SOURCE RECORDS

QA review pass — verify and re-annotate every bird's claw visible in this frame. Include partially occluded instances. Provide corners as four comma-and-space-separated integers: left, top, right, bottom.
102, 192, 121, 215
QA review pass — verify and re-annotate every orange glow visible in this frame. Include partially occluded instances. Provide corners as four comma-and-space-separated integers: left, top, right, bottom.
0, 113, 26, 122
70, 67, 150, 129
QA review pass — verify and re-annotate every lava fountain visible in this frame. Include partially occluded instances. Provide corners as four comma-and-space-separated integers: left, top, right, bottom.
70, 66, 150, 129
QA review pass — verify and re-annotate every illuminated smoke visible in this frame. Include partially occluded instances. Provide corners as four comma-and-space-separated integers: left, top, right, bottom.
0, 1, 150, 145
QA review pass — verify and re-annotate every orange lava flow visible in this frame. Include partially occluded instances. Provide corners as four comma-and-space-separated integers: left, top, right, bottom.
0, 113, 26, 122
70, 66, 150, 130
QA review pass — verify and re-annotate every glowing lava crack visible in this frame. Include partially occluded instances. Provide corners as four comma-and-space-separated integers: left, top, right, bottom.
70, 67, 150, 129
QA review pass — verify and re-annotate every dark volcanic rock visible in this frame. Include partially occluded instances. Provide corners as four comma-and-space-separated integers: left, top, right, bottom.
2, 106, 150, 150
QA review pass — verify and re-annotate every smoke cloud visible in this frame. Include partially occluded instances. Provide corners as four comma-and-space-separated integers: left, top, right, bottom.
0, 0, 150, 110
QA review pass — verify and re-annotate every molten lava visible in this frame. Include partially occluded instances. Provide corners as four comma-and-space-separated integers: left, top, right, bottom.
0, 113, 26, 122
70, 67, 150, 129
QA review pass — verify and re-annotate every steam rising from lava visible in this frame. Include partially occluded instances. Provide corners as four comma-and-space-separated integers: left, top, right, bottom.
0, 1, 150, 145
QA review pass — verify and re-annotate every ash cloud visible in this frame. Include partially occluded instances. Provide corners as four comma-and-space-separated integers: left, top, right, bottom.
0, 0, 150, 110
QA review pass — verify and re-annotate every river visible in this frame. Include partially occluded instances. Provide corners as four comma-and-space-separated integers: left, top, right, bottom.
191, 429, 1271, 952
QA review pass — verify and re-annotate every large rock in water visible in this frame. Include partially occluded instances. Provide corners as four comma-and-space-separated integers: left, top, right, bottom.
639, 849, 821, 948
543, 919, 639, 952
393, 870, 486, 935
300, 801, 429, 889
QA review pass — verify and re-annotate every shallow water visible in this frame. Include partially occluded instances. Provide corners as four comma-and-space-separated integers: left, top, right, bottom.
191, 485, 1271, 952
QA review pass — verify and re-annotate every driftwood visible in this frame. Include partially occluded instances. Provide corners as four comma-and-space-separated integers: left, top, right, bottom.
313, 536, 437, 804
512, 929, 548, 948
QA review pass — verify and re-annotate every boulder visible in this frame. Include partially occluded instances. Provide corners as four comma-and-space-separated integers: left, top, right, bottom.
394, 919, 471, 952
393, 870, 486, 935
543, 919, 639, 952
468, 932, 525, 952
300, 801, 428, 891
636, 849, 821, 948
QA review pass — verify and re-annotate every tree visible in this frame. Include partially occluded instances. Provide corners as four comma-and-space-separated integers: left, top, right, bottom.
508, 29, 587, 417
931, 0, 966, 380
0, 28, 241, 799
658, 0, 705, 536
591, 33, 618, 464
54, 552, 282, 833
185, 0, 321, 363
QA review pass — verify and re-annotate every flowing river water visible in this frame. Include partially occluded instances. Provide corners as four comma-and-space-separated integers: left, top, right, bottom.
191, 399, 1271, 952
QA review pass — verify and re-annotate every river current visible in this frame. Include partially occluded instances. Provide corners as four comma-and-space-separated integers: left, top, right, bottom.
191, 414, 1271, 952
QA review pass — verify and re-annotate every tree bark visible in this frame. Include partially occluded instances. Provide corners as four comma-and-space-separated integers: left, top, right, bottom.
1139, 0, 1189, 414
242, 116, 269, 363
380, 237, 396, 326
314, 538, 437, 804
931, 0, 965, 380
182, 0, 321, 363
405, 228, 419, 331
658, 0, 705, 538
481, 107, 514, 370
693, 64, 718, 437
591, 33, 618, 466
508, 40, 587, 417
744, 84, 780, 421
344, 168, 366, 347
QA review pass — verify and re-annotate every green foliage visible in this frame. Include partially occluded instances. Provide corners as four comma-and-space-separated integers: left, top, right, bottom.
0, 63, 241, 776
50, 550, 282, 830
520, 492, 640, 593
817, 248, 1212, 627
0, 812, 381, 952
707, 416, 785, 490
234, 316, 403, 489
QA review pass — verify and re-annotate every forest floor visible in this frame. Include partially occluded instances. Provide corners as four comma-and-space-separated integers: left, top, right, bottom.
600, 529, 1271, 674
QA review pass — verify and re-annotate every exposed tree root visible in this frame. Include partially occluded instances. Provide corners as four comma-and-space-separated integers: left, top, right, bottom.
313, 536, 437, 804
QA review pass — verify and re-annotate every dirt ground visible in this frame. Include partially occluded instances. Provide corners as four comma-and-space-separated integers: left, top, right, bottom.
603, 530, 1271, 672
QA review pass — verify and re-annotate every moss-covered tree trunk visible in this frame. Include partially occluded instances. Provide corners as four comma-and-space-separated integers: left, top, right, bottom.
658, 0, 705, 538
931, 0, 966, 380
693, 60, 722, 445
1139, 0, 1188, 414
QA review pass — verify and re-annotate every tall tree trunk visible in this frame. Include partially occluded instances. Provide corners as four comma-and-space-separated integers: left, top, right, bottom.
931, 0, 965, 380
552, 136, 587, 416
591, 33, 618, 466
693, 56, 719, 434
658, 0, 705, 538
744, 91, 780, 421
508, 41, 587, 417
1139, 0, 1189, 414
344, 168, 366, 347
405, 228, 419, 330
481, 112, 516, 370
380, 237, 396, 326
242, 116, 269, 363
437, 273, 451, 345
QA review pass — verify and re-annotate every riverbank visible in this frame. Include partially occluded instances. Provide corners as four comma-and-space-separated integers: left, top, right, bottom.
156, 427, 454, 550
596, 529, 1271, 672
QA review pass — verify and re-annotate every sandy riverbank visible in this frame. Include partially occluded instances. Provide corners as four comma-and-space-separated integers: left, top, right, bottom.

TASK DETAILS
Give every line of the records above as a numbered list, leaving out any blank lines.

ANSWER FOR THIS EXERCISE
1. QA review pass — verify and re-annotate every bird's claw visible in this frame. Include partially occluded instances. Provide corners as four comma-and-space-separated integers: left, top, right, bottom.
2. 102, 192, 121, 215
3. QA review pass — verify and re-annotate every orange glow visible in this frame. Include partially occluded instances. Provide corners as four comma-and-space-separated integers: left, top, right, bottom.
4. 0, 113, 26, 122
5. 70, 67, 150, 129
6. QA review pass — verify and re-annotate every lava fountain visible in this frame. Include partially occluded instances. Provide corners as four comma-and-space-separated integers: left, top, right, bottom.
7. 70, 66, 150, 129
8. QA review pass — verify and re-annotate every illuminated smoke visible in this frame. Include partially occluded instances. Provide corners as four comma-and-space-separated integers: left, top, right, bottom.
9. 0, 1, 150, 145
10. QA review pass — verify and re-annotate every orange lava flow visible in this frame. Include partially occluded instances. Provide corners as four comma-and-space-separated integers: left, top, right, bottom.
11. 0, 113, 26, 122
12. 70, 66, 150, 130
13. QA review pass — verify and re-annotate every glowing lava crack visible in this frame. Include partially occluded instances. Provide corners as four comma-and-space-separated integers: left, top, right, bottom.
14. 70, 67, 150, 129
15. QA review pass — verify and re-annotate every dark volcanic rock visible in this frame. Include partially occluded instances. Provide corners as four comma-and-space-separated integers: left, top, right, bottom.
16. 2, 106, 150, 150
17. QA review pass — verify and re-annotate every smoke cloud visible in this frame. Include partially occluded instances. Provide corners as four comma-and-space-separated integers: left, top, right, bottom.
18. 0, 0, 150, 110
19. QA review pass — verify and re-annotate every molten lava visible in this frame. Include partially occluded instances. Provide corners as four comma-and-space-separated integers: left, top, right, bottom.
20. 0, 113, 26, 122
21. 70, 67, 150, 129
22. QA review pass — verify and re-annotate every steam rising from lava visible in this frame. Include partially occluded instances. Provide corners as four comma-and-space-separated integers: left, top, right, bottom.
23. 0, 1, 150, 145
24. QA review pass — verify and re-annotate every ash cloud visible in this frame. Include partially occluded instances. Provide corners as four comma-and-space-separated integers: left, top, right, bottom.
25. 0, 0, 150, 110
26. QA review pass — verify and re-annotate every river visible in this frame. Include partially occluded instances. Provide corners as four comma-and-space-separated integers: left, top, right, bottom.
27. 191, 429, 1271, 952
28. QA review pass — verify and re-annotate every large rock in water visible in this frame. Include partially occluded instances. Provide corners as four comma-and-space-separated integers: left, top, right, bottom.
29. 639, 849, 821, 948
30. 543, 919, 639, 952
31. 393, 870, 486, 935
32. 300, 801, 429, 889
33. QA review pass — verify and re-annotate every shallow water visible in this frame. Include partially occluded instances. Provide corners as four comma-and-space-separated integers: left, top, right, bottom.
34. 191, 485, 1271, 952
35. QA review pass — verify and re-annotate every driftwood visible in this frame. Include partially occluded instances. Provide corners as four comma-and-space-separated integers: left, top, right, bottom.
36. 313, 536, 437, 804
37. 512, 929, 548, 948
38. QA review pass — verify and re-annotate every boulder visible in this frame. Include partially occluded instances. Provide corners as four comma-and-space-separated integers: left, top, right, bottom.
39. 394, 919, 471, 952
40. 393, 870, 486, 935
41. 543, 919, 639, 952
42. 468, 932, 525, 952
43. 300, 801, 428, 891
44. 636, 849, 821, 948
45. QA review pass — verify and re-annotate every tree visible in this frame. Include partially occluded instances. Provide corners as four comma-and-space-separated integers: left, top, right, bottom.
46. 508, 29, 587, 417
47. 931, 0, 966, 380
48. 0, 28, 241, 799
49. 658, 0, 705, 536
50. 591, 33, 618, 464
51. 54, 552, 282, 833
52. 185, 0, 321, 363
53. QA review pass — verify and re-annotate every flowing river water visible in this frame. Include partially occluded instances. Provide corners as four comma-and-space-separated integers: left, top, right, bottom.
54. 191, 399, 1271, 952
55. QA review pass — verify and re-annotate every river current visible in this frame. Include partially occluded instances. Provide corners as four comma-and-space-separated integers: left, top, right, bottom.
56. 191, 414, 1271, 952
57. QA review pass — verify and re-annotate every tree bark visible in this frame. Include partially occluded instances. Provide corners as four comma-and-space-separated integers: left, top, right, bottom.
58. 1139, 0, 1189, 414
59. 242, 116, 269, 363
60. 380, 237, 396, 326
61. 314, 538, 437, 804
62. 931, 0, 965, 380
63. 182, 0, 321, 363
64. 405, 228, 419, 331
65. 658, 0, 705, 538
66. 481, 107, 514, 370
67. 693, 64, 718, 437
68. 591, 33, 618, 466
69. 508, 40, 587, 417
70. 744, 84, 780, 421
71. 344, 168, 366, 347
72. QA review pass — verify and re-annotate every green foliage visible in this frame. Include partially occluded instances. Provide corners as four comma-and-space-separated integers: left, top, right, bottom.
73. 0, 63, 241, 776
74. 50, 550, 282, 830
75. 520, 492, 640, 593
76. 817, 248, 1212, 627
77. 0, 812, 381, 952
78. 707, 416, 785, 490
79. 234, 316, 403, 489
80. QA review pass — verify and re-annotate every forest floor visible in this frame. Include partially occluded instances. Provide corners as four comma-and-space-separated integers: left, top, right, bottom.
81. 600, 529, 1271, 674
82. QA review pass — verify and re-annotate every exposed tree root visible in this frame. Include partially occluded instances. Provide corners as four comma-and-space-separated integers: left, top, right, bottom.
83. 313, 536, 437, 804
84. QA review pass — verify and re-annotate every dirt ground visible in this frame. Include partially occluded instances. Provide corners as four comma-and-space-separated integers: left, top, right, bottom.
85. 603, 530, 1271, 672
86. QA review pass — verify and re-annotate every moss-covered tree trunk visible in this frame. Include partially occluded instances. Provide corners as four comma-and-space-separated integers: left, top, right, bottom.
87. 658, 0, 705, 538
88. 931, 0, 966, 380
89. 693, 60, 722, 445
90. 1139, 0, 1188, 414
91. QA review pass — verify and re-annotate every tall tree trunk visible in this frame. Include partially occluded instances. Provide corners as four comma-and-space-separated integers: left, top, right, bottom.
92. 931, 0, 965, 380
93. 552, 136, 587, 416
94. 591, 33, 618, 466
95. 693, 56, 719, 434
96. 658, 0, 705, 538
97. 744, 91, 780, 421
98. 508, 41, 587, 417
99. 1139, 0, 1189, 414
100. 344, 168, 366, 347
101. 405, 228, 419, 330
102. 481, 112, 516, 370
103. 380, 237, 396, 326
104. 242, 116, 269, 363
105. 437, 273, 451, 345
106. QA review pass — verify and re-annotate every riverbank visible in this frame. Include partially occluded instances. Provide corners as four comma-and-space-separated integers: left, top, right, bottom.
107. 156, 427, 454, 550
108. 596, 529, 1271, 672
109. QA review pass — verify and re-annotate every sandy riverbank visible in this frame. Include partially occluded instances. Provide corners as four comma-and-space-separated integers: left, top, right, bottom.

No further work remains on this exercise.